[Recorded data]
--- begin ---
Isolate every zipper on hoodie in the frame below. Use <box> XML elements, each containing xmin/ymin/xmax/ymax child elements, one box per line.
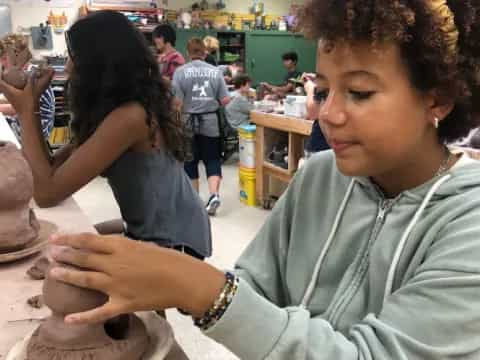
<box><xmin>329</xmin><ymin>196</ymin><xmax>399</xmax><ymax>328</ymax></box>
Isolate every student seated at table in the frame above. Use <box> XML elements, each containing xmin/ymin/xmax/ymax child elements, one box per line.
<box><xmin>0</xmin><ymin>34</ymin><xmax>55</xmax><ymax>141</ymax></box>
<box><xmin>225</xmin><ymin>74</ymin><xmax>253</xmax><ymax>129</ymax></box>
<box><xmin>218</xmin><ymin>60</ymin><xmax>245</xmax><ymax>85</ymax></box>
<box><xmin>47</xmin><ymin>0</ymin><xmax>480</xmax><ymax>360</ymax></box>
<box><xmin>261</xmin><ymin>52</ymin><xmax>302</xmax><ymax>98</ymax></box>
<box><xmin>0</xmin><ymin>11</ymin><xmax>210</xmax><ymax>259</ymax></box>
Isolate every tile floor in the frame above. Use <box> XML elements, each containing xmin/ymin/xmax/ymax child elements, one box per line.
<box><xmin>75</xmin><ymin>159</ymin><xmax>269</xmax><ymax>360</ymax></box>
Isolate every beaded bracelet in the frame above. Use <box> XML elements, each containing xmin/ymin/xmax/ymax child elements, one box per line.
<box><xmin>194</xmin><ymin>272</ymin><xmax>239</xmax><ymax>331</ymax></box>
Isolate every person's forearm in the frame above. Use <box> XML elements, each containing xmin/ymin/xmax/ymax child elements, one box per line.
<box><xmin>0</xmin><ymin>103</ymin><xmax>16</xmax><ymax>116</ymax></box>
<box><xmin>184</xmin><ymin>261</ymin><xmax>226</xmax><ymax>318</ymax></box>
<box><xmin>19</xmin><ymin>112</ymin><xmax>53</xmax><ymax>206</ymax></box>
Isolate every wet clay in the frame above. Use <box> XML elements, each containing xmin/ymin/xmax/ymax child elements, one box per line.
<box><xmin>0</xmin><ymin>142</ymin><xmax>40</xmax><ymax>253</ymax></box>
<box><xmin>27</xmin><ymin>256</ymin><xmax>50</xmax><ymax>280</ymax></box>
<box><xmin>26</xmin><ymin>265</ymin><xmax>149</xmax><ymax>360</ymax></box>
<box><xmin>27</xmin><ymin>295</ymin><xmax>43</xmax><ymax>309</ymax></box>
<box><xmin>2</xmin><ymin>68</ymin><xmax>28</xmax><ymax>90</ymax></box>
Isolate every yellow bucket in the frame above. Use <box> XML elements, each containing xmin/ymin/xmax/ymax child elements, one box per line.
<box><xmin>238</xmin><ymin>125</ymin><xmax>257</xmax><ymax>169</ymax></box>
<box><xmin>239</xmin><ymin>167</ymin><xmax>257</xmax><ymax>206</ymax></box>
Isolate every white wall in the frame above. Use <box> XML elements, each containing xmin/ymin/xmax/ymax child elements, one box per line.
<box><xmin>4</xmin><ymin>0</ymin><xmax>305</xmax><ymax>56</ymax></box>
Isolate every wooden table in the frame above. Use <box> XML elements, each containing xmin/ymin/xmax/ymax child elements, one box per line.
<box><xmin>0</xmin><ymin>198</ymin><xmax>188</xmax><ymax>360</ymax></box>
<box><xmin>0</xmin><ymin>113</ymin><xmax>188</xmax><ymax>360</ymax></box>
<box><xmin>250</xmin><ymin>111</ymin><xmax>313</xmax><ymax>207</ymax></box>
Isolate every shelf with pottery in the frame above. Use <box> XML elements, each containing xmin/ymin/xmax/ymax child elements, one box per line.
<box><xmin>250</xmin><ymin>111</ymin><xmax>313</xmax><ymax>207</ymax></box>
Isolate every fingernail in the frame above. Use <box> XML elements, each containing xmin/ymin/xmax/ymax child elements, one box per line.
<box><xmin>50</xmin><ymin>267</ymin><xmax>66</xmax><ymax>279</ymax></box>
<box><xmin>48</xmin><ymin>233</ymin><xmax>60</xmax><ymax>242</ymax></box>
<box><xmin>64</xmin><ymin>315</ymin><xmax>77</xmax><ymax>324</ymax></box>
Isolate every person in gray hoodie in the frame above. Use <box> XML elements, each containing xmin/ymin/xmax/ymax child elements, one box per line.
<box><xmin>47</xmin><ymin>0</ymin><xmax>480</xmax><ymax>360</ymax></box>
--- end ---
_Given instruction_: Exactly and exclusively, repeat the lines from the line that contains "Isolate every white" through the end of the records, both ends included.

_Finished task_:
Isolate every white wall in the frame above. Use <box> XML elements, each containing xmin/ymin/xmax/ymax child elements, one box per line.
<box><xmin>4</xmin><ymin>0</ymin><xmax>305</xmax><ymax>56</ymax></box>
Isolate every wooden table in the frame above. Use <box> XML elements, each containing xmin/ymin/xmax/ymax child elements, one box per line.
<box><xmin>0</xmin><ymin>198</ymin><xmax>188</xmax><ymax>360</ymax></box>
<box><xmin>0</xmin><ymin>113</ymin><xmax>188</xmax><ymax>360</ymax></box>
<box><xmin>250</xmin><ymin>111</ymin><xmax>313</xmax><ymax>207</ymax></box>
Isolate every shelf with pottery in the frame above. Use <box> XML elements, each containing xmin/ymin/xmax/ymax child elements, one box per line.
<box><xmin>250</xmin><ymin>111</ymin><xmax>313</xmax><ymax>207</ymax></box>
Isolate every fingernail in the frame above. Use <box> XML elements, each containing xmin/ymin/xmax/ymax child elements, one box per line.
<box><xmin>50</xmin><ymin>267</ymin><xmax>66</xmax><ymax>279</ymax></box>
<box><xmin>48</xmin><ymin>233</ymin><xmax>60</xmax><ymax>242</ymax></box>
<box><xmin>64</xmin><ymin>315</ymin><xmax>77</xmax><ymax>324</ymax></box>
Isolate every person in gray hoodie in the frame above. Use <box> XML elements, each containing xmin/ymin/xmax/ymax child elements, one box per line.
<box><xmin>47</xmin><ymin>0</ymin><xmax>480</xmax><ymax>360</ymax></box>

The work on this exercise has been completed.